--- Brano di lettura ---
Il terreno delle piattaforme web non è, tuttavia, il solo di interesse per l’attività di pubblicità dei prodotti del settore. L’articolo 21, comma 10, nel vietare “qualunque forma di contributo pubblico o privato a eventi, attività o persone singole e a cui partecipino o che si svolgano in vari Stati membri o che comunque abbiano ripercussioni transfrontaliere aventi lo scopo o l’effetto diretto o indiretto di promuovere le sigarette elettroniche e i contenitori di liquido di ricarica”, “suggerisce” infatti, con ragionamento a contrario, altre tipologie di pubblicità ammesse: le contribuzioni con finalità promozionale ad eventi, attività o persone di rilievo pubblico ove detti eventi, dette persone o dette attività non coinvolgano più Stati membri e, ad ogni modo, non abbiano rilievo transfrontaliero (si pensi, così, ad eventi aziendali, attività promozionali antifumo anche di livello nazionale, fiere di settore locali, ingaggio di testimonial, eccetera).
Al pari sono ammesse, per espresso richiamo normativo, le “pubblicazioni destinate esclusivamente ai professionisti del commercio delle sigarette elettroniche e dei contenitori di ricarica” e le “pubblicazioni stampate e edite in Paesi terzi, se tali pubblicazioni non sono destinate principalmente al mercato dell’Unione europea”. Ragion per cui è certamente lecita – e la ratio è evidentemente da cogliere nei fini intrinseci che tale comunicazione persegue – la pubblicità di ecig e contenitori di liquidi di ricarica contenenti nicotina sulla stampa diretta a professionisti del settore, quale certamente è, ad esempio, la presente rivista o come potrebbero essere cataloghi di settore o periodici informativi diretti ai rivenditori.
Svolta questa breve disamina, nel ricordare che non è possibile fornire a priori alcuna indicazione puntuale su cosa sia effettivamente ammissibile e cosa, al contrario, non lo sia (le situazioni non posso che essere vagliate di volta in volta), è importante ricordare che, ferme le previsioni richiamate, l’articolo 21 in esame, con l’evidente intento di ampliare il proprio ambito di applicazione, espressamente vieta le forme di pubblicità richiamate anche quando esse perseguano uno scopo o abbiano un effetto promozionale solo indiretto (si legge infatti testualmente all’art. 21, c. 10, che il divieto opera anche quanto l’attività promozionale abbia “lo scopo o l’effetto (…) indiretto di promuovere le sigarette elettroniche e i contenitori di liquido di ricarica”.)
--- Informazioni riportate ---
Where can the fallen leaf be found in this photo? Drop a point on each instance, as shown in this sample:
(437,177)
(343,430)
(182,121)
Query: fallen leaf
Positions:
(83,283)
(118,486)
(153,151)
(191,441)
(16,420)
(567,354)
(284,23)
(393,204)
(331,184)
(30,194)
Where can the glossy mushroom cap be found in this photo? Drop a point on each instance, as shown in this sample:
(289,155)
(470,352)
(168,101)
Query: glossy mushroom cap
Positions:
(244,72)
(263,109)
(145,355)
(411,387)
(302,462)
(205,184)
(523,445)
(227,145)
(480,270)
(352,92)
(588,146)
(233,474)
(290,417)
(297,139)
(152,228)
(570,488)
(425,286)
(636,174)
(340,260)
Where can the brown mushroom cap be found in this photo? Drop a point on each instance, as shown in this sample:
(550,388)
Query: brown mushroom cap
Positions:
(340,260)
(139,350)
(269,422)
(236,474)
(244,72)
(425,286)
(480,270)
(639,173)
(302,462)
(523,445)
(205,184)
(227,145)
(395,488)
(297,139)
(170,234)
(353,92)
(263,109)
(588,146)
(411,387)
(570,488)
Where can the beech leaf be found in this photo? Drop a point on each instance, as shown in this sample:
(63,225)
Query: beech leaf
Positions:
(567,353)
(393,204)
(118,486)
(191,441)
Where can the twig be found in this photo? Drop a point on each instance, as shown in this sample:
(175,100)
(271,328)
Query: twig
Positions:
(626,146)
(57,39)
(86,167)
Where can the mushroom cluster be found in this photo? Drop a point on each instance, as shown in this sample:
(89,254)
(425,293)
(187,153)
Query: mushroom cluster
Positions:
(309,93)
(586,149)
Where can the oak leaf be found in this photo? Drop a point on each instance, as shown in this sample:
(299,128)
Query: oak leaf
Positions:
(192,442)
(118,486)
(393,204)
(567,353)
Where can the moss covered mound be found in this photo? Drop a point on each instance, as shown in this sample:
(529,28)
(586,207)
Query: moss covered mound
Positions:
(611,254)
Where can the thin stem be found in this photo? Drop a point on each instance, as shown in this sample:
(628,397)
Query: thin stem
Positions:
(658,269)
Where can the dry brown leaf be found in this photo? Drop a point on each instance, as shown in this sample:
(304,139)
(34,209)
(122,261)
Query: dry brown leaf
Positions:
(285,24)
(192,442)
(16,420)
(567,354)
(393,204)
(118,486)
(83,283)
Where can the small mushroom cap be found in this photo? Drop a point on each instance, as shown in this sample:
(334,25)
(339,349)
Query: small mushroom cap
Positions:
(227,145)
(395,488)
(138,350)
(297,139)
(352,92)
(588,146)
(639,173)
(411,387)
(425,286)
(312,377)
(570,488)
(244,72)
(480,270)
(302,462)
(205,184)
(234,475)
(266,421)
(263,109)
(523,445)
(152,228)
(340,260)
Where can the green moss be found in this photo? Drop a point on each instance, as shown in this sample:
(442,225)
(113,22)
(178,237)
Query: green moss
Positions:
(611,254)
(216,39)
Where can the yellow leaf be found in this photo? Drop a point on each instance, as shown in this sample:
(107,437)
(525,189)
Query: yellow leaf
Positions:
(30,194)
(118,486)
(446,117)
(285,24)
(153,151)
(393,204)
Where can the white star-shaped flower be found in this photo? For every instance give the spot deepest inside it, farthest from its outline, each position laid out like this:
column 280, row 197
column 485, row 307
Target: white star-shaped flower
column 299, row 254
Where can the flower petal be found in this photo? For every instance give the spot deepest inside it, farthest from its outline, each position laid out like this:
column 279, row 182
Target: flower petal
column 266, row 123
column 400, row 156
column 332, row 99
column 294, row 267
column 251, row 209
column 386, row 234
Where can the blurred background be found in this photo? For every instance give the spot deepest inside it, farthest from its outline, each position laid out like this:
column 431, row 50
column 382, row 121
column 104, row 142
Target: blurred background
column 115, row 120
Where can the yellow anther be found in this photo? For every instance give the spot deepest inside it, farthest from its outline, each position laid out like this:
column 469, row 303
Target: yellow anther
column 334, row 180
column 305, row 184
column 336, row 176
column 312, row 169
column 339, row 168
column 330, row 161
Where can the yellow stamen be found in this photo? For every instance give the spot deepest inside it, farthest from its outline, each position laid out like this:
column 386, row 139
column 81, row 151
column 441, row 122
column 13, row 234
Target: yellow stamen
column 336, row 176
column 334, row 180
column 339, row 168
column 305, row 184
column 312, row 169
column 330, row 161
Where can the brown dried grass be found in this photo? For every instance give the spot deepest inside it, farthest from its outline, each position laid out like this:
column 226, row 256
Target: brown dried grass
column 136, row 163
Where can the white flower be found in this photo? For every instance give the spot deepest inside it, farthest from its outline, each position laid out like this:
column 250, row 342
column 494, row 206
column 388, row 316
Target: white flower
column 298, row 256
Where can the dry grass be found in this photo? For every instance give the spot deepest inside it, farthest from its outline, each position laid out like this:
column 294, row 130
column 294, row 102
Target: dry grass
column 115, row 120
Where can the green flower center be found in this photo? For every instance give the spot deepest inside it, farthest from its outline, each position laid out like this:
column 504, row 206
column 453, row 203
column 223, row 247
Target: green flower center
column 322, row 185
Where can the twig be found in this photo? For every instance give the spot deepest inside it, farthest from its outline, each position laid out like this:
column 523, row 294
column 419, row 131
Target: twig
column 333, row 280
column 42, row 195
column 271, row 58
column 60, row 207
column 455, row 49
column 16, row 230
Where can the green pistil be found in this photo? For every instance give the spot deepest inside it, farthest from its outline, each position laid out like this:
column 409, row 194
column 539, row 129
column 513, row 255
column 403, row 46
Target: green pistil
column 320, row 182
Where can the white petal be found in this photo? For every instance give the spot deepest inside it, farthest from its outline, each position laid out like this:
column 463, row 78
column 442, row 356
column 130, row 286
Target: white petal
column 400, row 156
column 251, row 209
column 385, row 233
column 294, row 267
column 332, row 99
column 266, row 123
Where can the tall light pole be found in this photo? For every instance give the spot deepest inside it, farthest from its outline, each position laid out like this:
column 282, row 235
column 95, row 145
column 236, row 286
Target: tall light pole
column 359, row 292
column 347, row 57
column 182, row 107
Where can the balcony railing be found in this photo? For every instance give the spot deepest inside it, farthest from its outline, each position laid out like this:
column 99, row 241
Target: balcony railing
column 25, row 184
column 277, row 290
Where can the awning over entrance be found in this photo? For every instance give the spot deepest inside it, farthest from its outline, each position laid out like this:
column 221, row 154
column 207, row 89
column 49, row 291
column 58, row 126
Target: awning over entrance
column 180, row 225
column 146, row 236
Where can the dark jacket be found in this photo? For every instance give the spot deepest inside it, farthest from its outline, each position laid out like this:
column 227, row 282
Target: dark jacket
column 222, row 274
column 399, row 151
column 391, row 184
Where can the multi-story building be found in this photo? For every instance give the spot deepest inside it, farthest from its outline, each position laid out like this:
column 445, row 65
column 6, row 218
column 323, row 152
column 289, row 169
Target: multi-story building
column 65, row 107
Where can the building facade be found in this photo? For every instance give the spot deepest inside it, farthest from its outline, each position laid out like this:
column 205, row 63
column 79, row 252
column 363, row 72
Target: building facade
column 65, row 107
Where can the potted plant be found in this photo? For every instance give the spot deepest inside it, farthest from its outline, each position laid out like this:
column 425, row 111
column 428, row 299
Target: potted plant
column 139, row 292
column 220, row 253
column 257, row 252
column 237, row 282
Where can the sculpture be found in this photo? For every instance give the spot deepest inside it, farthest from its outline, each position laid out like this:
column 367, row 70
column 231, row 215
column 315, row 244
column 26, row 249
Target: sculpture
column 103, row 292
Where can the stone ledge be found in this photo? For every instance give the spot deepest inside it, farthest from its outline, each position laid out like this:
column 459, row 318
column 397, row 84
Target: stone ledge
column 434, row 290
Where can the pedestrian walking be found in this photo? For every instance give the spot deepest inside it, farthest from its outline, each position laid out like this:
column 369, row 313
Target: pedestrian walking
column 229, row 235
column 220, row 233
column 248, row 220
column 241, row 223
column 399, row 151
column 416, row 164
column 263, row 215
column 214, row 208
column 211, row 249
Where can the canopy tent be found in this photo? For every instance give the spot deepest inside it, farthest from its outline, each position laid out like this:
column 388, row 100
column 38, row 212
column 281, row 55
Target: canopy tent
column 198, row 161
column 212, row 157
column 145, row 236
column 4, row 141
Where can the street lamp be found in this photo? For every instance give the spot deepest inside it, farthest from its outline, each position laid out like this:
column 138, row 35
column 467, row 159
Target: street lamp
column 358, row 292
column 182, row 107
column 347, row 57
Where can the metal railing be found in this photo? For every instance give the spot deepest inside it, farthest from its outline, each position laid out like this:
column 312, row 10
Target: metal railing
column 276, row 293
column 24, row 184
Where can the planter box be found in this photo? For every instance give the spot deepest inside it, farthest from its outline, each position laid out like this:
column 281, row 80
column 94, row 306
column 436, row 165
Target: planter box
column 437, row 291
---
Elenco delle attività:
**A.** Trascrivi dal brano di lettura il tratto che va da "Al pari sono" fino a "diretti ai rivenditori.".
**B.** Secondo il brano di lettura, a quali condizioni sono ammesse le pubblicazioni stampate e edite in Paesi terzi?

Soluzioni in ordine:
**A.**
Al pari sono ammesse, per espresso richiamo normativo, le “pubblicazioni destinate esclusivamente ai professionisti del commercio delle sigarette elettroniche e dei contenitori di ricarica” e le “pubblicazioni stampate e edite in Paesi terzi, se tali pubblicazioni non sono destinate principalmente al mercato dell’Unione europea”. Ragion per cui è certamente lecita – e la ratio è evidentemente da cogliere nei fini intrinseci che tale comunicazione persegue – la pubblicità di ecig e contenitori di liquidi di ricarica contenenti nicotina sulla stampa diretta a professionisti del settore, quale certamente è, ad esempio, la presente rivista o come potrebbero essere cataloghi di settore o periodici informativi diretti ai rivenditori.

**B.** Sono ammesse se non sono destinate principalmente al mercato dell'Unione europea.